• _WRITTEN INSTRUCTION_: Every record below is to be retyped exactly.

• _RECORDS SUPPLIED_:

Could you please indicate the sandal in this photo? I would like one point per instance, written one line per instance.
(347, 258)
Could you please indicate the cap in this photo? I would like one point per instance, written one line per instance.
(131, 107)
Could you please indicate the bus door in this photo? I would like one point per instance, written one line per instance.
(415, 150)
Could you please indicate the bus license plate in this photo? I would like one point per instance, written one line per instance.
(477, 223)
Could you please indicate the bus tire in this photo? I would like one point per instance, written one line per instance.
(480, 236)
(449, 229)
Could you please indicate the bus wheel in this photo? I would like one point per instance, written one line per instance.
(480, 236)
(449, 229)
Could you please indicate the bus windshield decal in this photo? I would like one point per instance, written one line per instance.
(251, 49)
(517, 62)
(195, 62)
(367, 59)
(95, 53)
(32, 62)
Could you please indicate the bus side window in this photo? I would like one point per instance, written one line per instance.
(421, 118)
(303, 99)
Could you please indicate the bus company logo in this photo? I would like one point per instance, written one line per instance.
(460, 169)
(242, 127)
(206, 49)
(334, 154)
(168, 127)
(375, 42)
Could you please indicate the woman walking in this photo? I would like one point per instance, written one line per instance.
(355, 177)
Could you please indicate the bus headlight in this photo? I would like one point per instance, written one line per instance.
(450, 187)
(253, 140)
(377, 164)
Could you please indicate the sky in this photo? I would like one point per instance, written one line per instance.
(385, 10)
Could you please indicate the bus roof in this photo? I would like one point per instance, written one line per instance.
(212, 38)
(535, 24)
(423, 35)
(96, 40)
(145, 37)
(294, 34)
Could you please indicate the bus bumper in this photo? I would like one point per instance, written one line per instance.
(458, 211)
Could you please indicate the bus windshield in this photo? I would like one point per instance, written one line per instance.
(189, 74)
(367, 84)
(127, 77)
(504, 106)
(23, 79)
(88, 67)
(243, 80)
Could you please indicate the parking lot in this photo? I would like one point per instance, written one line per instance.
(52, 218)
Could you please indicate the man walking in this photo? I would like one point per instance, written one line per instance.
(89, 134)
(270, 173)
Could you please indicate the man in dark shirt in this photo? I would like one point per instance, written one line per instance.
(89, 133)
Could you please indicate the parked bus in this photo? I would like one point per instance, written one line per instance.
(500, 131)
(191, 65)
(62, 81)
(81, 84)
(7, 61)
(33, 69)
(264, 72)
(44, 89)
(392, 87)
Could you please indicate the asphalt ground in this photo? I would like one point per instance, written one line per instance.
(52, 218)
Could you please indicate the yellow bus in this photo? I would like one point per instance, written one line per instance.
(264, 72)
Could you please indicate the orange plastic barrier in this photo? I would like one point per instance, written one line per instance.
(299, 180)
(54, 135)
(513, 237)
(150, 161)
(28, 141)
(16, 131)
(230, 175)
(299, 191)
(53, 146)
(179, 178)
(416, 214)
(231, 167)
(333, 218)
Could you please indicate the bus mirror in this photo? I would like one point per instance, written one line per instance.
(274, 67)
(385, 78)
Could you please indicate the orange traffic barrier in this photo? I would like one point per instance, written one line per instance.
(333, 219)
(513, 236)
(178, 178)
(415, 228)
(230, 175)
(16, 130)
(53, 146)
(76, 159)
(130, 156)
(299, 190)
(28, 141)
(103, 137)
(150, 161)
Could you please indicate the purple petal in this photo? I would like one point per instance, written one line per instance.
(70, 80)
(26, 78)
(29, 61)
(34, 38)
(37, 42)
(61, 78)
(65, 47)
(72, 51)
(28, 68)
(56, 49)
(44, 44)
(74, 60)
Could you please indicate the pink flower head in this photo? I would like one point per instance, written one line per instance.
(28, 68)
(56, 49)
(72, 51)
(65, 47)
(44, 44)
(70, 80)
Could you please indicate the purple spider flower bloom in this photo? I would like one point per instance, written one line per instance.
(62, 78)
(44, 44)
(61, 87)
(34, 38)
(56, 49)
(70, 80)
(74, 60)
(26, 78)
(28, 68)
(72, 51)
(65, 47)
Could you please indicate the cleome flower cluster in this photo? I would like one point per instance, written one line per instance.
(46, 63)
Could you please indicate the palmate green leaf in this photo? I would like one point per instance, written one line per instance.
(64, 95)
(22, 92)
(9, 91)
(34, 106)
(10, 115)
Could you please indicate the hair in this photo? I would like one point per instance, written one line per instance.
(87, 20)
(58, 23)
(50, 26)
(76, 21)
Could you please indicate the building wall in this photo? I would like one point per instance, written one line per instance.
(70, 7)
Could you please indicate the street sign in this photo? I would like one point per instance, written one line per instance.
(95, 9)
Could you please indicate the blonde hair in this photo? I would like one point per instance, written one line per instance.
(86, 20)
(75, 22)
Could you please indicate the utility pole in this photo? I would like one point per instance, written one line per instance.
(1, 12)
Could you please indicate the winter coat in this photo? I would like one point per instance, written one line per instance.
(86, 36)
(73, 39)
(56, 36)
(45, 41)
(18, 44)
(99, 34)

• _TASK RESPONSE_:
Could you please indicate the sandal in this photo? I would like one point per instance, written one line per instance.
(347, 258)
Could you please indicate the cap in this photo? I would like one point per instance, written one line per instance.
(131, 107)
Could you please indicate the bus door in this photo? I would like one point per instance, written one line per instance.
(415, 150)
Could you please indicate the bus license plate in this photo? I would like one point per instance, written one line per instance.
(477, 223)
Could you please indicate the bus tire in this photo? I would like one point per instance, written one line per instance.
(480, 236)
(449, 229)
Could you please indicate the bus wheel in this photo? I would like one point per instance, written one line per instance.
(480, 236)
(449, 229)
Could you please indicate the bus windshield decal in this photo? I would like one point per instance, written one line per instance.
(251, 49)
(517, 62)
(195, 62)
(367, 59)
(95, 53)
(32, 62)
Could you please indicate the bus side window in this photo? I would like one point per instance, written one line per instance.
(421, 118)
(303, 99)
Could you please indicate the bus company logo in this photo? I would like one point per instance, written one line per instance.
(460, 169)
(242, 127)
(206, 49)
(334, 154)
(168, 127)
(375, 42)
Could you please indicate the woman walking in this photo? I would like one point per instance, written one line per instance.
(355, 177)
Could you please indicate the bus headlight in this photo? I would like one point per instance, written one line per instance.
(450, 187)
(253, 140)
(377, 164)
Could you please indicate the sky in this photo? I would like one point per instance, written one line per instance.
(385, 10)
Could you please indicate the bus roof in this photo? I would like one point per instance, written one line per instance.
(212, 38)
(535, 24)
(423, 35)
(96, 40)
(145, 37)
(294, 34)
Could you please indicate the bus bumper in this photo? I would like one point per instance, written one line per instance.
(458, 211)
Could you please indicate the bus windshield in this photo? I would like one point per instance, written one line per instance.
(189, 74)
(367, 84)
(127, 77)
(504, 106)
(23, 79)
(88, 67)
(243, 80)
Could you please indicate the parking lot in this photo? I would like one point per instance, written one line per instance.
(52, 218)
Could you please indicate the man walking in this photo? I would like one point per instance, written one line per instance.
(89, 134)
(270, 173)
Could you please indicate the man in dark shirt in this photo? I would like one point per instance, written one line per instance.
(89, 133)
Could you please indicate the parked bus in this photo? I would like one point per instance, written one line per instance.
(500, 131)
(191, 65)
(62, 81)
(81, 84)
(7, 61)
(33, 69)
(264, 72)
(44, 89)
(392, 87)
Could you please indicate the asphalt ground in this photo? I would like one point per instance, written one line per instance.
(52, 218)
Could you please indicate the yellow bus in this photo? I would like one point per instance, written one line per instance.
(264, 72)
Could you please indicate the orange plastic barrier in this photo? I would like one point per instance, written one line per instance.
(299, 180)
(54, 135)
(513, 237)
(150, 161)
(28, 141)
(16, 131)
(230, 175)
(299, 191)
(53, 146)
(179, 178)
(416, 214)
(231, 167)
(333, 218)
Could you please indicate the bus mirror in this photo? I would like one point per instance, written one line per instance.
(274, 67)
(385, 78)
Could you please indicate the orange traffic barrier in this photo? I would like one point per instance, written one line per instance.
(333, 219)
(513, 236)
(178, 178)
(415, 228)
(230, 175)
(16, 130)
(53, 146)
(76, 159)
(130, 156)
(299, 190)
(28, 141)
(103, 137)
(150, 161)
Could you please indicate the purple petal in this photo? I would like one point per instance, written one line per instance.
(70, 80)
(26, 78)
(29, 61)
(34, 38)
(37, 42)
(61, 78)
(65, 47)
(72, 51)
(28, 68)
(56, 49)
(44, 44)
(74, 60)
Could you please indicate the pink flower head in this photo? I would like one point per instance, written one line per instance.
(28, 68)
(56, 49)
(72, 51)
(65, 47)
(44, 44)
(70, 80)
Could you please indicate the purple spider flower bloom in this photo? I would like one point per instance, written one line per instance.
(62, 78)
(44, 44)
(61, 87)
(34, 38)
(56, 49)
(70, 80)
(74, 60)
(26, 78)
(28, 68)
(72, 51)
(65, 47)
Could you please indicate the cleome flower cluster in this photo? I would like one point per instance, written one line per instance.
(46, 63)
Could you please indicate the palmate green leaf in this photo? I would like one point per instance, written one line per instance.
(64, 95)
(22, 92)
(9, 91)
(34, 106)
(10, 115)
Could you please indicate the hair in this photo? I would like one point per instance, written one line per instance.
(87, 20)
(58, 23)
(50, 26)
(76, 21)
Could you please indicate the building wall in this photo? I would like one point per instance, written one line per instance.
(70, 7)
Could you please indicate the street sign in this photo? I would like one point per instance, written one line per instance.
(95, 9)
Could you please indicate the blonde hair in this photo? I would like one point per instance, written one line per instance.
(86, 20)
(75, 22)
Could you please indicate the utility pole in this photo? I would like one point per instance, written one line per instance.
(1, 12)
Could you please indicate the winter coat in this photo? I would like one point per instance, written one line per instance.
(86, 36)
(73, 39)
(56, 36)
(45, 41)
(18, 44)
(99, 34)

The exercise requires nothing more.